> **EXTRAIT DU DOCUMENT**
□ □ □ □
Billet invité.
S’il y a un sujet sur lequel les dirigeants européens devraient se faire tout petits vis-à-vis de Donald Trump, c’est bien sur celui de l’émigration. Car ils ajoutent à sa même politique de fermeture des frontières une grande hypocrisie dans son énoncé, après avoir critiqué Trump au nom de valeurs européennes qu’ils ne respectent pas.
Comme l’on pouvait s’y attendre, le sommet informel de la Valette d’aujourd’hui n’a strictement rien réglé. Donald Tusk, le président en titre de l’Union européenne, avait la veille affirmé « Il est temps de fermer la route de l’immigration irrégulière entre la Libye et l’Italie, comme nous l’avons fait avec la Turquie », mais le geste ne peut pas suivre la parole. Un compte à rebours est pourtant enclenché, 2.750 réfugiés ont été sauvés en mer ces trois derniers jours, le temps étant au beau, combien doit-il en être attendu quand le printemps surviendra ?
Comment endiguer le flux des réfugiés avant qu’ils ne parviennent en Europe, recueillis en mer et transférés en Italie quand ils ne sont pas morts noyés ? La plus parfaite hypocrisie règne à ce sujet. Angela Merkel, tout juste de retour à Ankara où elle a été négocier avec le président turc le maintien de la fermeture de la frontière maritime de la Turquie, explique « nous savons que la situation des réfugiés est dramatique en Libye. C’est pour cela que nous devons procéder dans le même contexte qu’en Turquie : empêcher l’illégalité, mettre fin au jeu des passeurs et des trafiquants et améliorer la situation des réfugiés ». Pour un peu, abandonner les réfugiés au dramatique sort qui est le leur en Libye relèverait de l’aide humanitaire…
La Commission voudrait développer des partenariats avec les pays d’émigration du sud de la Libye (Sénégal, Mali, Nigeria, Niger et Éthiopie), en leur proposant de l’aide au développement pour s’attaquer aux racines des migrations. En contrepartie, ils devraient admettre leurs ressortissants expulsés d’Europe. Mais ces pays ne veulent pas prendre de tels et très impopulaires engagements, qui les conduiraient à renoncer aux sommes considérables qui sont envoyées à leurs familles par les migrants.
□ □ □ □
> **BLOC DE DONNÉES**
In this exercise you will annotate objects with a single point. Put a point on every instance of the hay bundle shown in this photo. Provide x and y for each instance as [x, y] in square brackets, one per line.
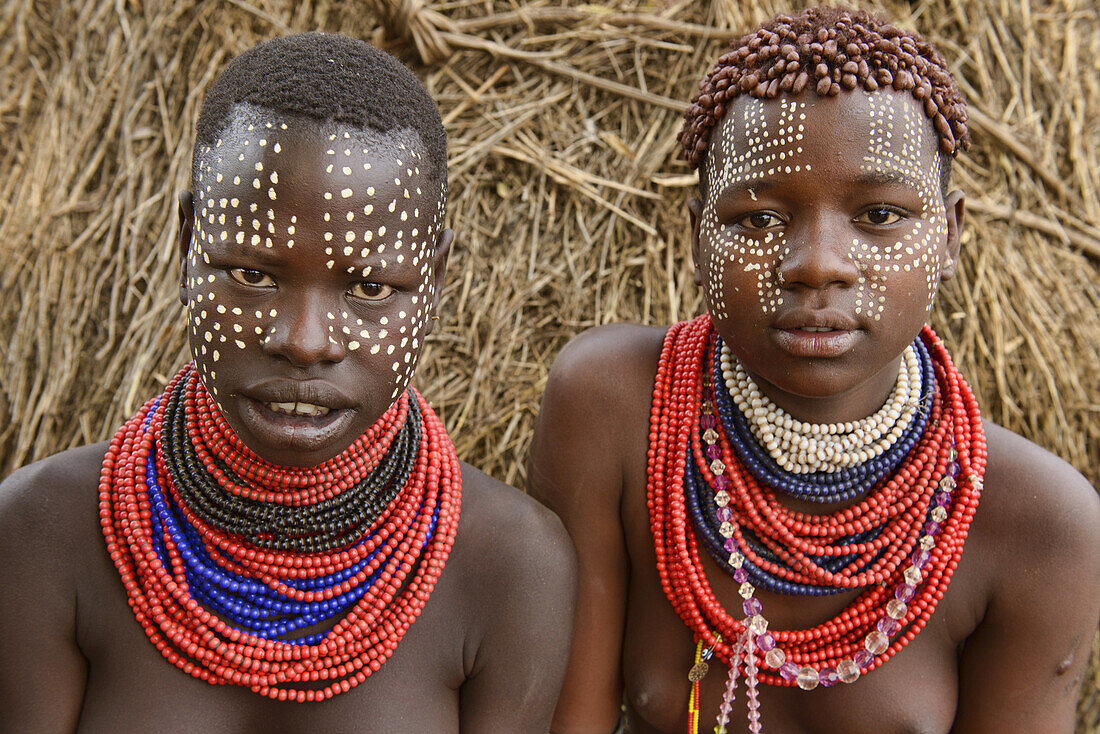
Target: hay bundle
□ □ □ □
> **CONSIGNES**
1. Répondez aux questions suivantes d'après le billet sur l'émigration :
(a) Combien de réfugiés ont été sauvés en mer au cours des trois derniers jours ?
(b) De quelle ville Angela Merkel venait-elle de rentrer ?
(c) Quels pays d'émigration du sud de la Libye la Commission mentionne-t-elle ?
2. Rédigez la suite du billet sur l'émigration en reprenant après sa dernière phrase.
Les lignes forment un matériau indépendant du billet sur l'émigration.

> **RÉPONSES RÉDIGÉES**
1.
(a) 2 750 réfugiés.
(b) D'Ankara.
(c) Le Sénégal, le Mali, le Nigeria, le Niger et l'Éthiopie.

2.
Que reste-t-il comme moyen ? Le HCR et l’Office international des migrations exhortent les Européens à ne pas recourir à la « détention automatique dans des conditions inhumaines en Libye », mais à opter pour « la création de services d’accueil appropriés ». Mais l’implantation de ceux-ci sur le sol libyen n’est pas possible en raison de la situation interne du pays, tandis que la création de camps dans le nord de l’Afrique est un projet très controversé qui soulève d’immenses questions. Dans quels pays seraient-ils construits et qui en assurerait la surveillance ?
Un deuxième niveau d’hypocrisie est atteint lorsqu’il est expliqué que l’examen des demandes d’asile pourra être opéré dans ces hypothétiques centres provisoires, connaissant la nationalité des réfugiés et les règles très restrictives en cette matière que se sont données les autorités européennes. À part les Syriens, quand ils parviennent à obtenir le droit d’asile, c’est pour les autres un refus quasi assuré. Ces camps n’auraient rien d’une structure d’accueil provisoire.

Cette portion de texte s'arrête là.